**DESCRIPTION OF THE TASK:** What is the number of lines below that contain the word "windshield"? Give only that number.

[DATA PROVIDED]

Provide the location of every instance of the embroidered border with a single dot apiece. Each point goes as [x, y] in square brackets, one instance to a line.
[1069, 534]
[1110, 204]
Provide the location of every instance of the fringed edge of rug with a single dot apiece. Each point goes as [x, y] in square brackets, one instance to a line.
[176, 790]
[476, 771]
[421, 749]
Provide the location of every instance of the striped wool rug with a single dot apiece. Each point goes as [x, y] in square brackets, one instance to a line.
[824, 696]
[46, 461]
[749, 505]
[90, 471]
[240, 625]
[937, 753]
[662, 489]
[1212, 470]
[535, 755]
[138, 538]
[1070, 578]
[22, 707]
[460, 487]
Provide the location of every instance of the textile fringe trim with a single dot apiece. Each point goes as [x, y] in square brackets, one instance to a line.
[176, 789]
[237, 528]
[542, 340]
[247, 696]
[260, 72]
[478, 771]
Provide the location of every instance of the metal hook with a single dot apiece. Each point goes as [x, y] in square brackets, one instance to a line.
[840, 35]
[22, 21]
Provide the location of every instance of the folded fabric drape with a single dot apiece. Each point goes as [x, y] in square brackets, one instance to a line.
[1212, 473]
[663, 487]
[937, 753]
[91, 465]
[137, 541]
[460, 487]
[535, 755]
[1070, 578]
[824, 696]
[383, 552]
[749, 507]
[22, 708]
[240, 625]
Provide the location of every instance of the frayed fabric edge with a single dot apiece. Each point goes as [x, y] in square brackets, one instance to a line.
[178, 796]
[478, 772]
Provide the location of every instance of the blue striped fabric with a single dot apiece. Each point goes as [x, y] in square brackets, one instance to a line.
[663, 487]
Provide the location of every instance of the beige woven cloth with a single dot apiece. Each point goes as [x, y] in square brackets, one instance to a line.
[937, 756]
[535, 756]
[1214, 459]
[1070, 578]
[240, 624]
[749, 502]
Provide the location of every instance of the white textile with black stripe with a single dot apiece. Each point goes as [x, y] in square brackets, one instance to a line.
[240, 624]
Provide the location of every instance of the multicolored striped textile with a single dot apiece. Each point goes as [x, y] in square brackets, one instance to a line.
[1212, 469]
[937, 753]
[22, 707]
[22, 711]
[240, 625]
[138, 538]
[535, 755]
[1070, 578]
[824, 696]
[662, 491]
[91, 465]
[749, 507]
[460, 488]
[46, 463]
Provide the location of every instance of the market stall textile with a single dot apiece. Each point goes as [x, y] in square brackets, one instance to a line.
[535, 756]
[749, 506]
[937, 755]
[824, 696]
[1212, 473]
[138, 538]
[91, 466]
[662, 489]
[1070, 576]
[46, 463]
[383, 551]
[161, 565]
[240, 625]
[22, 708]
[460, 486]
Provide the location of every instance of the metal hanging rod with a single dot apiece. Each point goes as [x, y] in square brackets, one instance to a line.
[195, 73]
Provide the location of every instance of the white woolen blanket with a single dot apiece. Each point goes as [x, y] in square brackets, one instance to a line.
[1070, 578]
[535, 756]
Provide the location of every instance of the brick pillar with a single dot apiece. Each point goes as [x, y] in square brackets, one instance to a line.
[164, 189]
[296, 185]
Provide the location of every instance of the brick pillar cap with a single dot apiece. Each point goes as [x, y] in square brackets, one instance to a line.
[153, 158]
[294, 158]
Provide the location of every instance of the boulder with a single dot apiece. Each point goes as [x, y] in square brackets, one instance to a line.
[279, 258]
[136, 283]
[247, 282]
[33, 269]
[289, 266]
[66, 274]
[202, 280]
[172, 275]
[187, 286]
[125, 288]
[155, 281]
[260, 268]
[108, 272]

[/DATA PROVIDED]
[DATA PROVIDED]

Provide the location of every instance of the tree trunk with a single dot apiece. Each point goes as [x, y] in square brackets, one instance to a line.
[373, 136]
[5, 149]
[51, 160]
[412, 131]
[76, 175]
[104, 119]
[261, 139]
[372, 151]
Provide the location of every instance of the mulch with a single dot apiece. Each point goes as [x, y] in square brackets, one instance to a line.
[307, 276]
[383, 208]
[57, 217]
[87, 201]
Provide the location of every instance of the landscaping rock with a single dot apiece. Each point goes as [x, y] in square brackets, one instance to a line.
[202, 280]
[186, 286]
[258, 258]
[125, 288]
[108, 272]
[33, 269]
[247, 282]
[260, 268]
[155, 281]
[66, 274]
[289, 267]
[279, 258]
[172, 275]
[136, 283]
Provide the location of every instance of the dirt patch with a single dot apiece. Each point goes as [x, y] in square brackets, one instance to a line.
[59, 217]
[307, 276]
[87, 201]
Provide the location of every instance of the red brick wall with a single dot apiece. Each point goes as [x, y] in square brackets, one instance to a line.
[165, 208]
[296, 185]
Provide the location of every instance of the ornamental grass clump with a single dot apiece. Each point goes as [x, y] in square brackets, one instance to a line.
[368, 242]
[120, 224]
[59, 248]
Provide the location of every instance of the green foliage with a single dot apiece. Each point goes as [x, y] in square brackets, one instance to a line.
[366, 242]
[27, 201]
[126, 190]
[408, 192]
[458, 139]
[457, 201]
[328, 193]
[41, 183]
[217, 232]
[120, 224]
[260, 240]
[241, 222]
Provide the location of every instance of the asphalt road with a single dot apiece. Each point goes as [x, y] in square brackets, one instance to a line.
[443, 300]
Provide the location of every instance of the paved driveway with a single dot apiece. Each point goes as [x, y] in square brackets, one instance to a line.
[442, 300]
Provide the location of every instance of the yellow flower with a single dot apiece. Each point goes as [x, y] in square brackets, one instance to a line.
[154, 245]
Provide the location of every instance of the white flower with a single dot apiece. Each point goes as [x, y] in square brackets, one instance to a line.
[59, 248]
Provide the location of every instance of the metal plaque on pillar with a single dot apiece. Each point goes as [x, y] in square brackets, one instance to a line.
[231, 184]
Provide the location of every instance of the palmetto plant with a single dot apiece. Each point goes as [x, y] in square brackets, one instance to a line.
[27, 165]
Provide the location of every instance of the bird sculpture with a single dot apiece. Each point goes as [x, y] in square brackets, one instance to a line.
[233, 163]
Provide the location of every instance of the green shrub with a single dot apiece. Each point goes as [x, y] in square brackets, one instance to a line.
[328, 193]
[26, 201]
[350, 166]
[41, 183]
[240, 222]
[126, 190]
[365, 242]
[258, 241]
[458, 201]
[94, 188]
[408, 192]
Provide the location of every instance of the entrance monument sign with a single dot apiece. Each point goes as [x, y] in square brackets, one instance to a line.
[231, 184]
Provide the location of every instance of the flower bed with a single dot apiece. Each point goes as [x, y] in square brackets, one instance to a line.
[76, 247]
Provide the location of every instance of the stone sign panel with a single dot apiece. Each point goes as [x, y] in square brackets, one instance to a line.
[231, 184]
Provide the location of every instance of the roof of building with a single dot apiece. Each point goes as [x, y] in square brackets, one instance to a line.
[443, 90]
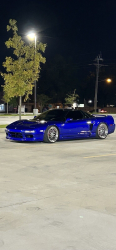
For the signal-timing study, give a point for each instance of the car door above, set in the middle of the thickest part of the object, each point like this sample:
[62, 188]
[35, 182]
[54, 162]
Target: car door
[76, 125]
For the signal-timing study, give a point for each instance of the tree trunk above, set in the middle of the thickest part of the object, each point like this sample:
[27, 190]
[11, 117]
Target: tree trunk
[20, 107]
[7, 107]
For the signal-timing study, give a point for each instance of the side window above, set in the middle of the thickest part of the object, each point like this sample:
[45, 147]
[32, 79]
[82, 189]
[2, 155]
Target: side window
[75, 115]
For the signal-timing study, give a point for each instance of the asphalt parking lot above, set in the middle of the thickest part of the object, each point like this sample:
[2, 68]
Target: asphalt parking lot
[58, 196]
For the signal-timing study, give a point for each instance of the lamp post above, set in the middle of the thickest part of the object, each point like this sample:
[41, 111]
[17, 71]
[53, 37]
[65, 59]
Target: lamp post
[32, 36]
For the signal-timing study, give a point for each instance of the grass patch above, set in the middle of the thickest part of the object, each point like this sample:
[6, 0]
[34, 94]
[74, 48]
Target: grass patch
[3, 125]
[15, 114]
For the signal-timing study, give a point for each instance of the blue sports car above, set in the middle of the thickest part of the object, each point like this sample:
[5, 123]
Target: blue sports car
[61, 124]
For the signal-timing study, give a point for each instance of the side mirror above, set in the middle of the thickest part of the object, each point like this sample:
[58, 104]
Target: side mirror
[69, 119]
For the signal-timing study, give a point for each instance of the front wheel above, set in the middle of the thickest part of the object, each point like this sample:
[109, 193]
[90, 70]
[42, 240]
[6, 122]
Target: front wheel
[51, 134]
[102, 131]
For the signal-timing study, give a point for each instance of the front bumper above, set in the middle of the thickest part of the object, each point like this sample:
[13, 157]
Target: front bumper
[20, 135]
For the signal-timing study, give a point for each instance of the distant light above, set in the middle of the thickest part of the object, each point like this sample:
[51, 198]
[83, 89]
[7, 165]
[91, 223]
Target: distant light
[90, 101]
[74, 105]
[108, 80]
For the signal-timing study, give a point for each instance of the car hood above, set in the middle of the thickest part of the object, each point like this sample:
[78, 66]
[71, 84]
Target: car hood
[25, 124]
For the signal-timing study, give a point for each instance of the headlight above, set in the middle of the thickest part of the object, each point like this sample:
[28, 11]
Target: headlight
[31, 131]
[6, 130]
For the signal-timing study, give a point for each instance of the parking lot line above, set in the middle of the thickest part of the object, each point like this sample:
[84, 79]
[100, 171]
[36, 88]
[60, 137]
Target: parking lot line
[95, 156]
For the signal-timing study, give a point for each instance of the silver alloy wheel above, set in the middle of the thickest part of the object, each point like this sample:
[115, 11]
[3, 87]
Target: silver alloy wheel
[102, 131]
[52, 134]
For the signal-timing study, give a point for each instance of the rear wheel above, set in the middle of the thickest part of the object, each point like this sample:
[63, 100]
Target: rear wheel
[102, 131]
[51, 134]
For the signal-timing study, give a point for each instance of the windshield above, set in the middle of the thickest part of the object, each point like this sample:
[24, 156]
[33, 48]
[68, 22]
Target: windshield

[/DATA PROVIDED]
[DATA PROVIDED]

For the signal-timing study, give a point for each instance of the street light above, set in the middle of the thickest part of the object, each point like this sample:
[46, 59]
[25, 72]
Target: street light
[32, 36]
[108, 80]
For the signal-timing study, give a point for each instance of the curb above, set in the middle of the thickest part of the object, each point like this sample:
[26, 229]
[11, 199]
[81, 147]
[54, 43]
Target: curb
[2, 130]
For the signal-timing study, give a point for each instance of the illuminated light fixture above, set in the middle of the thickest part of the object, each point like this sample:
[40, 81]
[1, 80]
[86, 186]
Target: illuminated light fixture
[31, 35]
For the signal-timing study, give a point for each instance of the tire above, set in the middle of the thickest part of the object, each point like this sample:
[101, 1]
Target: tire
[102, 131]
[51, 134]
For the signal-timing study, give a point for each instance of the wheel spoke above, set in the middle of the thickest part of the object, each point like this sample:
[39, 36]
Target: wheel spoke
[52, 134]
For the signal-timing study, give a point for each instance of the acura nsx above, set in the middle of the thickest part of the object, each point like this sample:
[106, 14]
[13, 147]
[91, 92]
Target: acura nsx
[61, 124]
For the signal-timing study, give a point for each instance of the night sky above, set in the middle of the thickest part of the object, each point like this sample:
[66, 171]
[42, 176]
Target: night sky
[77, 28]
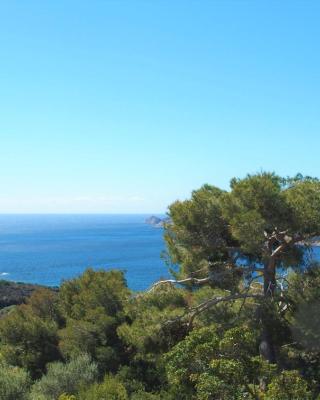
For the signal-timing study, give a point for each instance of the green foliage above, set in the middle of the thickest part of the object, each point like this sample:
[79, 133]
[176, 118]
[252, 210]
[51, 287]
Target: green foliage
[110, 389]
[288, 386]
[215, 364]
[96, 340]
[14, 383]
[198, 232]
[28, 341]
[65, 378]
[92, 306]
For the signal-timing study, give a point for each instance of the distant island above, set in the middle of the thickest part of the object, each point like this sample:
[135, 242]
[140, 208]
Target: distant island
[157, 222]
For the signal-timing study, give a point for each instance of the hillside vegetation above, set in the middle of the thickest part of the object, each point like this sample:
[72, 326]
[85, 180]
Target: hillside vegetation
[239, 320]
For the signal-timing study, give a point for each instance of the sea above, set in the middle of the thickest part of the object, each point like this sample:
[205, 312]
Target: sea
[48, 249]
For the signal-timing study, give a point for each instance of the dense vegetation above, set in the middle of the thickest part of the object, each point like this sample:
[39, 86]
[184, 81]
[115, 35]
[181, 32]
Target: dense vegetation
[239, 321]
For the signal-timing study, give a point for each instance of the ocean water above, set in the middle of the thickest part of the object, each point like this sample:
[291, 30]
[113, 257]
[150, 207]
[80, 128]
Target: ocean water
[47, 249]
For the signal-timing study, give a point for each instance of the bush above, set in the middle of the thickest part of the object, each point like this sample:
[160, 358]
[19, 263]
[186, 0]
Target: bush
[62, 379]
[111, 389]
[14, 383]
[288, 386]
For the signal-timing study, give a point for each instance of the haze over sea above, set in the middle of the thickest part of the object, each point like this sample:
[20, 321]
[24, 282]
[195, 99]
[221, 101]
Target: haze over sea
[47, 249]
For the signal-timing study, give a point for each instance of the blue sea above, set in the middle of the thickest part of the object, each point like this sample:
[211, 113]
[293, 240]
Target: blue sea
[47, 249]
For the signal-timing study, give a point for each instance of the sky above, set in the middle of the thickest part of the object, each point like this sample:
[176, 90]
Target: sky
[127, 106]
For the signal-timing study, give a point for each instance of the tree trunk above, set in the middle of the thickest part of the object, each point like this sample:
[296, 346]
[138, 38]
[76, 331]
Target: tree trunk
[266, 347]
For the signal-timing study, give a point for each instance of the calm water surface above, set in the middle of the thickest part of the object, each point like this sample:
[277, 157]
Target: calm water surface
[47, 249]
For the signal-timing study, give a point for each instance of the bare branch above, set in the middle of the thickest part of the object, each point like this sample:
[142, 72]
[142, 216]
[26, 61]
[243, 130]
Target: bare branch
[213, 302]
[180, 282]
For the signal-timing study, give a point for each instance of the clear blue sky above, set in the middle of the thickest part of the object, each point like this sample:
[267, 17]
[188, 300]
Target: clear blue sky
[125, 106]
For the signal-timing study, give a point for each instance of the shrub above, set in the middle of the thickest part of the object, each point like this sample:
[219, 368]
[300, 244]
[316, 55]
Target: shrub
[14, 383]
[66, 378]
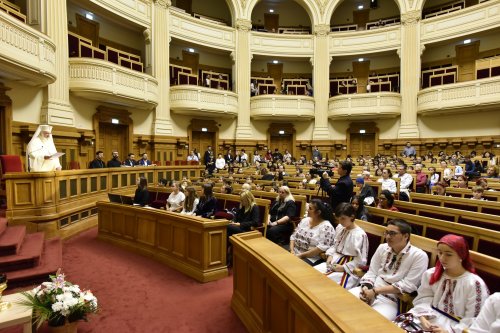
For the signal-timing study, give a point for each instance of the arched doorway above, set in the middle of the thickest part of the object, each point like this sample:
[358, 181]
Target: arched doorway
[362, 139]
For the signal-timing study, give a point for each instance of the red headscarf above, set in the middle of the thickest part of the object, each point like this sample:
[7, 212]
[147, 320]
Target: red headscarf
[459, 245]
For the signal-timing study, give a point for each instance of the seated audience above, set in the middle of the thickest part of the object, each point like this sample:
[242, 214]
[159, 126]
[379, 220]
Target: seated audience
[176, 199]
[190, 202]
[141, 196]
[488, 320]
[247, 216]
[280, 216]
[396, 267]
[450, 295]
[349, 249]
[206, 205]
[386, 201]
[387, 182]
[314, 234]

[/DATA PROVIDED]

**RESULT OF THE TASK:** 2